Copy the material below word for word, line by line, leaving out the pictures.
________________________________________
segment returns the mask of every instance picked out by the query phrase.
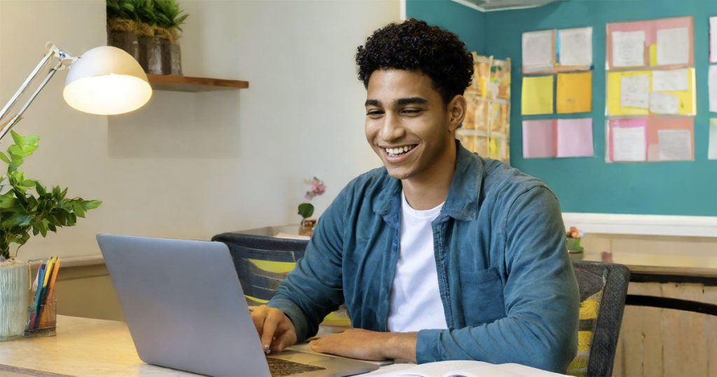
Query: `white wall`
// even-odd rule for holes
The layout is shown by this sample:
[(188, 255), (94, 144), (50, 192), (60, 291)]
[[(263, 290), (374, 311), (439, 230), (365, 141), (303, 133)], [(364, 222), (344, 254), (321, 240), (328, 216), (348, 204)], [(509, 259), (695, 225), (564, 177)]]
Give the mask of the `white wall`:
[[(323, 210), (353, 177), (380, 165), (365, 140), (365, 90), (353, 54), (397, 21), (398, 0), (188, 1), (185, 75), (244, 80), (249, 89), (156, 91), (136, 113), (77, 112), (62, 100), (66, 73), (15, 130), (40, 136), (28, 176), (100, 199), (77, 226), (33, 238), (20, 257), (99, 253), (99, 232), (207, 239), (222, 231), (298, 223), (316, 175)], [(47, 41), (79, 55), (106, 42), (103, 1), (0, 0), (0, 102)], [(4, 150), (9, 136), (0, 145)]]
________________________________________
▶ TASK RESPONSE
segment returns the mask of every instance picked out by the query phrase.
Query: `white wall`
// even-odd rule for holes
The layout is shown by this sample:
[(188, 255), (94, 144), (50, 192), (60, 291)]
[[(263, 290), (374, 311), (439, 230), (365, 141), (303, 133)], [(364, 222), (344, 254), (321, 240), (328, 216), (348, 204)], [(509, 259), (695, 225), (564, 177)]]
Give the mask of the `white wall`:
[[(323, 210), (353, 177), (380, 165), (365, 140), (365, 90), (353, 54), (397, 21), (398, 0), (188, 1), (185, 75), (244, 80), (249, 89), (156, 91), (136, 113), (77, 112), (62, 100), (66, 73), (15, 130), (40, 136), (28, 176), (100, 199), (77, 226), (33, 238), (20, 257), (99, 253), (99, 232), (207, 239), (222, 231), (298, 223), (316, 175)], [(47, 41), (79, 55), (106, 42), (103, 1), (0, 0), (0, 102)], [(4, 150), (9, 136), (0, 145)]]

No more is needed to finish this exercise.